Task brief:
Retype the tail of the data exactly, starting at the line containing "Exercise. Identify the upper leaf" and stopping at the last line.

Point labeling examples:
—————
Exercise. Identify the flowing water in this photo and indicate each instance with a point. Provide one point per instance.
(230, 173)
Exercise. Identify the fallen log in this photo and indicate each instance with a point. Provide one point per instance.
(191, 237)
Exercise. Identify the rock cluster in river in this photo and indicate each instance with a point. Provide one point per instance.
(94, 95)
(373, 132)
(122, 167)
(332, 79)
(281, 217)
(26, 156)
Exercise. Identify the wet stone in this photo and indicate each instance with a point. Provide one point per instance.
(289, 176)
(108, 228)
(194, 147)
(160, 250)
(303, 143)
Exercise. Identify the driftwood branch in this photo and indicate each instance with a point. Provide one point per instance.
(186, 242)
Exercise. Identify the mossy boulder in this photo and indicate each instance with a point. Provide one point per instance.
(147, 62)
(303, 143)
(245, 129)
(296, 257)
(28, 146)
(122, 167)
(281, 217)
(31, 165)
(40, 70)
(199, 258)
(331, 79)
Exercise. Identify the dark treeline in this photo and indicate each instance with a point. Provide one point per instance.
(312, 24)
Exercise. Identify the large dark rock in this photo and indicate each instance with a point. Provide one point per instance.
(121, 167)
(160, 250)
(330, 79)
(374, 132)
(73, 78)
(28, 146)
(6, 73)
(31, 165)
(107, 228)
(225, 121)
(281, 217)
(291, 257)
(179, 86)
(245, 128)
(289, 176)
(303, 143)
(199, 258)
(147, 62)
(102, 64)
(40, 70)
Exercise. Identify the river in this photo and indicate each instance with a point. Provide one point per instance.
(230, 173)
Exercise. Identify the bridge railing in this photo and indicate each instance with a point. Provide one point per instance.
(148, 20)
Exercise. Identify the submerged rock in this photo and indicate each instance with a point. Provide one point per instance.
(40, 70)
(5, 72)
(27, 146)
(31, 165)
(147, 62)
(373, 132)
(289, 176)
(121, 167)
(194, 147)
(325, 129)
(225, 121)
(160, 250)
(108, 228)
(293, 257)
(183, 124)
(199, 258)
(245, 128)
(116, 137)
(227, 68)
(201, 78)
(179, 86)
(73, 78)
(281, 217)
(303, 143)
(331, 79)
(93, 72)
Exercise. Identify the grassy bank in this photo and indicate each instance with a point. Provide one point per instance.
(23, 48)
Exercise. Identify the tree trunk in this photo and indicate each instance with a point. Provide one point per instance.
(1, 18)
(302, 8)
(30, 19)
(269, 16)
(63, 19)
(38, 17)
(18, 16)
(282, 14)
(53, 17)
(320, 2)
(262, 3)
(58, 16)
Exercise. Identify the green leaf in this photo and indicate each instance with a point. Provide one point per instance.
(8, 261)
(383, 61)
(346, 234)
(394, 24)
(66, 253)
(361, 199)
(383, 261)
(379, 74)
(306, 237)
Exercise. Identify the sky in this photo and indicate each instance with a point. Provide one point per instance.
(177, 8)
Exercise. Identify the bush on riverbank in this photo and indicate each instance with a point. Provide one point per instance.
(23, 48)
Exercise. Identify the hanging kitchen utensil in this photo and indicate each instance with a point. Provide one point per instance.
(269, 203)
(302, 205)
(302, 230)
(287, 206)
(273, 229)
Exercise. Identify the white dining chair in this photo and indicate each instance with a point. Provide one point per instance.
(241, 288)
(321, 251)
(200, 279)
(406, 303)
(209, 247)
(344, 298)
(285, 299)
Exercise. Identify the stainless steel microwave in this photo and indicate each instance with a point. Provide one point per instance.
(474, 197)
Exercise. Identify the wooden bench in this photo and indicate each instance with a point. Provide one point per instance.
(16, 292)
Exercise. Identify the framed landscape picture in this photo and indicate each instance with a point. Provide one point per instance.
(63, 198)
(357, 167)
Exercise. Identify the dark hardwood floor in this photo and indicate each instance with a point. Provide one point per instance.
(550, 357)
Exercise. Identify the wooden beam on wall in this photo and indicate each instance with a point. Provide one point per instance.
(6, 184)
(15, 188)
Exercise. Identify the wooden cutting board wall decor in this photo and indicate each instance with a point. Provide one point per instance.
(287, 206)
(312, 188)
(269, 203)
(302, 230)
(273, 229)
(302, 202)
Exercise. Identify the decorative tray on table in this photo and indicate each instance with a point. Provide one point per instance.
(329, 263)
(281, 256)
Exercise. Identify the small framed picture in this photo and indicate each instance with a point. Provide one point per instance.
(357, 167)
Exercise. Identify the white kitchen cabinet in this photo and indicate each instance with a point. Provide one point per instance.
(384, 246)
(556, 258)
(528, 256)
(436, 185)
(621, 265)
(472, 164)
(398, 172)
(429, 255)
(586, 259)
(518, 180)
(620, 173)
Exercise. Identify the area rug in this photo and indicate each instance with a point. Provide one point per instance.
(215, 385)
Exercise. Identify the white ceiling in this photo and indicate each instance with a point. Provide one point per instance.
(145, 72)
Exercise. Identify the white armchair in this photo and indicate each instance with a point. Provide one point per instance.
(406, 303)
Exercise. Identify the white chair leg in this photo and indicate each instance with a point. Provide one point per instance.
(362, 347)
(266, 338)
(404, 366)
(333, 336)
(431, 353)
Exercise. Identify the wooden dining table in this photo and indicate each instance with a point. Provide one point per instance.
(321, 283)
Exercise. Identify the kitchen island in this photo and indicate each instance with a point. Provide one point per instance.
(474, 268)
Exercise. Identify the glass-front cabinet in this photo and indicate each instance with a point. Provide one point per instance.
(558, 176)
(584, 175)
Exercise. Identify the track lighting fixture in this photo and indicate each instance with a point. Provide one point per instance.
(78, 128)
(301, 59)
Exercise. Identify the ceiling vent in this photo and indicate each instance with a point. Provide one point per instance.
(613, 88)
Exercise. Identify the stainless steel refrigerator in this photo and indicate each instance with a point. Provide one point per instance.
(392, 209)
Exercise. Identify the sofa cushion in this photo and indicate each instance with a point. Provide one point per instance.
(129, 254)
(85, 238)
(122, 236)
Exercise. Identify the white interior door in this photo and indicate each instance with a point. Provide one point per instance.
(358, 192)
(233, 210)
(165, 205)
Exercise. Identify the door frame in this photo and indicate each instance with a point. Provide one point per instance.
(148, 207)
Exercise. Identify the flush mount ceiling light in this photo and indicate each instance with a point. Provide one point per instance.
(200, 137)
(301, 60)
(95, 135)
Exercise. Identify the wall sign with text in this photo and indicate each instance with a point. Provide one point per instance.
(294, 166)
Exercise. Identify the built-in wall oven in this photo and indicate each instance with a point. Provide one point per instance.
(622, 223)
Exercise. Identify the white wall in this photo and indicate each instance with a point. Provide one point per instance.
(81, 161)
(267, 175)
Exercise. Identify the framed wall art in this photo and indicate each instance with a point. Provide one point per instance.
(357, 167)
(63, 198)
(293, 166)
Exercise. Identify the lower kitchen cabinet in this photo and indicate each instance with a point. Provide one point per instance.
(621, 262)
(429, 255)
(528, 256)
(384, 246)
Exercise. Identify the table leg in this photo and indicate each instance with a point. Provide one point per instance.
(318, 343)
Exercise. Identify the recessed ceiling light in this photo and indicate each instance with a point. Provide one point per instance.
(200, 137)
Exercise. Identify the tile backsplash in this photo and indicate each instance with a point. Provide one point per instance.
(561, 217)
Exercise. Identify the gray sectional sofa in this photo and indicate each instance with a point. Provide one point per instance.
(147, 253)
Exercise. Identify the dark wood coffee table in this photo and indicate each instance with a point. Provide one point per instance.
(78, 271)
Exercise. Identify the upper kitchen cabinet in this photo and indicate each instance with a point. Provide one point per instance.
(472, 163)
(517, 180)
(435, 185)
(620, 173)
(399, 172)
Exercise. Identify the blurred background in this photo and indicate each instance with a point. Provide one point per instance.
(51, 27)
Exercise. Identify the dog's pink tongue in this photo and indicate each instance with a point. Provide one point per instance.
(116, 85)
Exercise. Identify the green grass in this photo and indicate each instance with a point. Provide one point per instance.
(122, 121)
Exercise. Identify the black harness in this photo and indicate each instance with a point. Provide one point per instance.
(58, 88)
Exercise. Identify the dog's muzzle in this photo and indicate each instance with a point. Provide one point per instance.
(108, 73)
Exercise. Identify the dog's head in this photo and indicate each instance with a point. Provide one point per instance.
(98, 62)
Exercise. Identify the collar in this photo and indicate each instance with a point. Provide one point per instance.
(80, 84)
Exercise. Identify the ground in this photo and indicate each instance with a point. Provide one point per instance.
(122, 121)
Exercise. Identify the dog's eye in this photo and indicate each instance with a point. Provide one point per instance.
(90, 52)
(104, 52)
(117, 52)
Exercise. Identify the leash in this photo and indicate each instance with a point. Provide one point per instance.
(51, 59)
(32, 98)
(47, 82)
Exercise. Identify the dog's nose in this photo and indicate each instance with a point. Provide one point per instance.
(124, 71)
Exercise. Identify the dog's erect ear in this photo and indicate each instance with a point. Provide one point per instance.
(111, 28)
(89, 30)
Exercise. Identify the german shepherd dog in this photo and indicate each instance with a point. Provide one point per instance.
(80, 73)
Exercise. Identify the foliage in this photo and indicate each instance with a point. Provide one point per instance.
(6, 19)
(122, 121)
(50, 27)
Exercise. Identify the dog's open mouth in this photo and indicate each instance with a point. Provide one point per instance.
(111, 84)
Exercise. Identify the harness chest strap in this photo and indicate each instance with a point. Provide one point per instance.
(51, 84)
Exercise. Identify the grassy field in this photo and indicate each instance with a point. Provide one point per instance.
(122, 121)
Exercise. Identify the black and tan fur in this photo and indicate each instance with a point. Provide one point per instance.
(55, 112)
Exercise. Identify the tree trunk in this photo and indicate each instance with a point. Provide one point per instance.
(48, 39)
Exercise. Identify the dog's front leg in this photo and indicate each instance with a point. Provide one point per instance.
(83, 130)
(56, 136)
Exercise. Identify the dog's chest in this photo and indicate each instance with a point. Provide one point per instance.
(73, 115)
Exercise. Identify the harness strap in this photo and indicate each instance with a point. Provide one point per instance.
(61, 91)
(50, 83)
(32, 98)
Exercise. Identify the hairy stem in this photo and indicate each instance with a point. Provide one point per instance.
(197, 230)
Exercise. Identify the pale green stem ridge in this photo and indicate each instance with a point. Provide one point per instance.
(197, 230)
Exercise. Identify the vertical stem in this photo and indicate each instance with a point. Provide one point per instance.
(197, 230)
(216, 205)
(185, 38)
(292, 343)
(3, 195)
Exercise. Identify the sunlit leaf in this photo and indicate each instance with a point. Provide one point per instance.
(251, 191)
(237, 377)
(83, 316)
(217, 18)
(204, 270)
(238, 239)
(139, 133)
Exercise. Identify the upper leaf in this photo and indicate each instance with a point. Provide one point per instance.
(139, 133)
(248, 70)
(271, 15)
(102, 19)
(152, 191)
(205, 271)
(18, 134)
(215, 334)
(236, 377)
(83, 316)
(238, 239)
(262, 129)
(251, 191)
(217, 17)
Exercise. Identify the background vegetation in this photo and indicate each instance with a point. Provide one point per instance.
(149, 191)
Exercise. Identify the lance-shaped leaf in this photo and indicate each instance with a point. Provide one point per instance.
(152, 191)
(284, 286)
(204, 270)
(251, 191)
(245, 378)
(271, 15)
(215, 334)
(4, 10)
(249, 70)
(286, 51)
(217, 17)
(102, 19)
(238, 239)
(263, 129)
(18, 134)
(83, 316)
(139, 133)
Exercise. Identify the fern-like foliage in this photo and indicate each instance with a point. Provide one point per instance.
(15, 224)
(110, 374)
—————
Solution:
Exercise. Identify the upper leaf in this photo and indicate each instance with a point. Provide one point per instance.
(139, 133)
(248, 70)
(271, 15)
(102, 19)
(152, 191)
(205, 271)
(18, 134)
(215, 334)
(236, 377)
(83, 316)
(238, 239)
(262, 129)
(251, 191)
(217, 17)
Exercise. Identify the background vegetation in this photo and indicate each instance with a point. Provide one point per instance.
(149, 191)
Exercise. Identify the lance-shaped leaf in this photo and indicate each instance with a point. Provide one point per instance.
(152, 191)
(284, 286)
(204, 270)
(251, 191)
(245, 378)
(271, 15)
(215, 334)
(4, 10)
(249, 70)
(286, 51)
(217, 17)
(102, 19)
(238, 239)
(263, 129)
(18, 134)
(83, 316)
(139, 133)
Exercise. Identify the fern-like foliage in this photo and indicate each instance with a point. Provide one point per instance.
(15, 224)
(110, 374)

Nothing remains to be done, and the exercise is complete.